* [Source passage]:

In Notice 2014-55, the Internal Revenue Service (IRS) announced two new situations in which employees may change their health plan elections midyear under their employer’s cafeteria plan.  In the first, an employee’s hours are reduced below 30 per week (without a corresponding loss of eligibility for the employer’s group health plan).  In the second, an employee decides to enroll in coverage through a Marketplace Exchange (Exchange).  Both of these are optional changes in status; neither is mandatory.

Reduction in Hours

If an employee who was expected to work on average at least 30 hours per week is then expected midyear to work on average less than 30 hours per week, the employee may drop his or her employer-provided group health plan coverage, even if the reduction in hours does not result in the employee’s loss of eligibility under the group health plan.  The change in election must correspond to the employee’s intended enrollment (and the intended enrollment of any family members whose coverage is being dropped) in other minimum essential coverage (group health plan or Exchange).  The new coverage must be effective no later than the first day of the second month following the month in which the employer-sponsored coverage is dropped.  The administrator of the employer’s cafeteria plan may rely on an employee’s reasonable representation about the intended enrollment.

* [Material]:
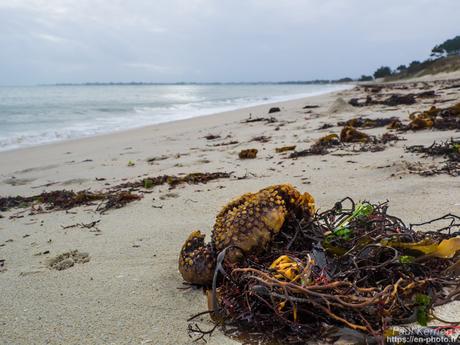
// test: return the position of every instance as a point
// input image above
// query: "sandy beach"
(128, 290)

* [Written problem 1]:
Do these statements agree with the Notice 2014-55 passage? For each, answer yes or no and quote the words that decide it.
(a) Both of the new changes in status are mandatory.
(b) An employee may drop coverage after a reduction in hours only if the reduction ends the employee's eligibility under the group health plan.
(c) The cafeteria plan administrator may rely on an employee's reasonable representation about intended enrollment.
* [Written problem 2]:
Transcribe the part of the Notice 2014-55 passage starting with "If an employee" and going on through "the intended enrollment.".

* [Exercise output 1]:
(a) No. "Both of these are optional changes in status; neither is mandatory."
(b) No. "even if the reduction in hours does not result in the employee’s loss of eligibility under the group health plan"
(c) Yes. "The administrator of the employer’s cafeteria plan may rely on an employee’s reasonable representation about the intended enrollment."

* [Exercise output 2]:
If an employee who was expected to work on average at least 30 hours per week is then expected midyear to work on average less than 30 hours per week, the employee may drop his or her employer-provided group health plan coverage, even if the reduction in hours does not result in the employee’s loss of eligibility under the group health plan.  The change in election must correspond to the employee’s intended enrollment (and the intended enrollment of any family members whose coverage is being dropped) in other minimum essential coverage (group health plan or Exchange).  The new coverage must be effective no later than the first day of the second month following the month in which the employer-sponsored coverage is dropped.  The administrator of the employer’s cafeteria plan may rely on an employee’s reasonable representation about the intended enrollment.